Kami tidak menemukan ayat dan riwayat terkait dengan masalah ini; akan tetapi dalam beberapa riwayat disebutkan bahwa barang siapa empat puluh hari bersikap tulus dan ikhlas dalam seluruh pekerjaannya dan hal itu dikerjakan untuk menggapai keridhaan Allah Swt, maka Allah Swt akan mengalirkan hikmah dari hatinya melalui lisannya.
Dalam pada itu kita harus memperhatikan beberapa poin penting berikut ini:
1. Manusia sepanjang hidupnya di dunia ini tidak akan pernah aman dari cengkeraman setan. Karena itu ia tidak dapat menjaga dirinya dari perbuatan dosa.
2. Sekali-kali manusia tidak boleh putus harap dari rahmat Tuhan dan setiap kali perbuatan dosa terulang maka (yakinlah) gerbang taubat akan tetap terbuka dan manusia harus senantiasa berharap pada rahmat Tuhan.

§ **Tugas Tertulis**
Menurut kutipan dokumen di atas, apa yang akan dialirkan Allah Swt dari hati orang yang selama empat puluh hari tulus dan ikhlas dalam seluruh pekerjaannya demi keridhaan-Nya?

§ **Informasi yang Diberikan**
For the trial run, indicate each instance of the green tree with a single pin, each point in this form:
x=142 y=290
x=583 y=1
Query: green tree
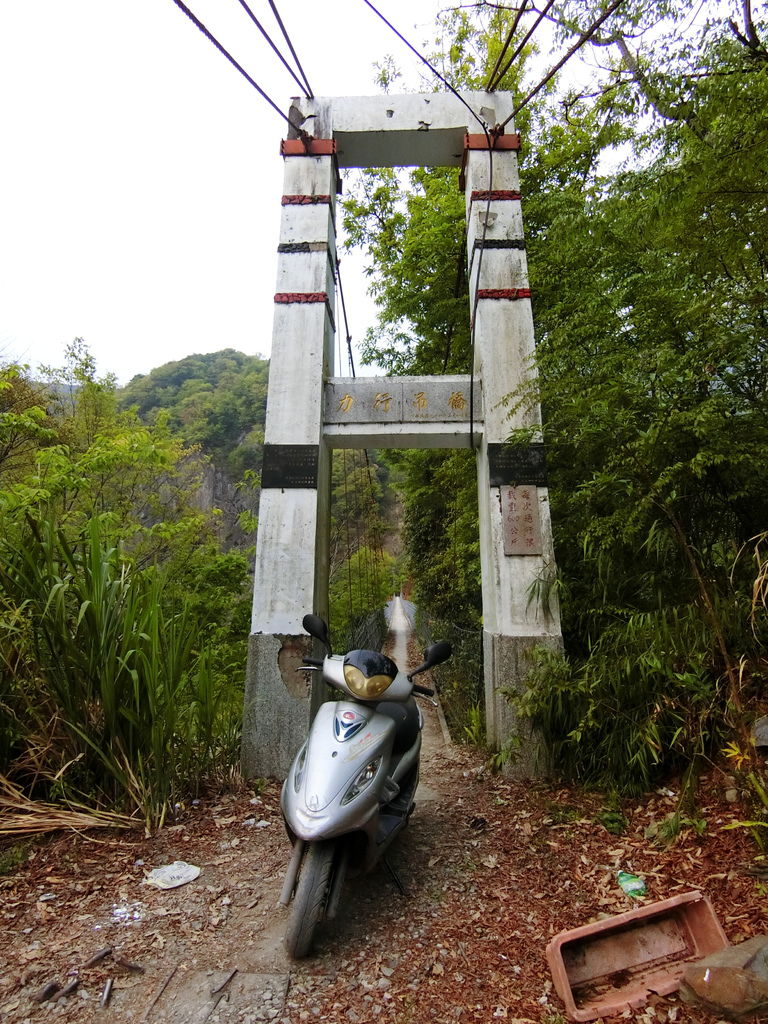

§ **Jawaban Tugas**
Hikmah, yang dialirkan dari hatinya melalui lisannya.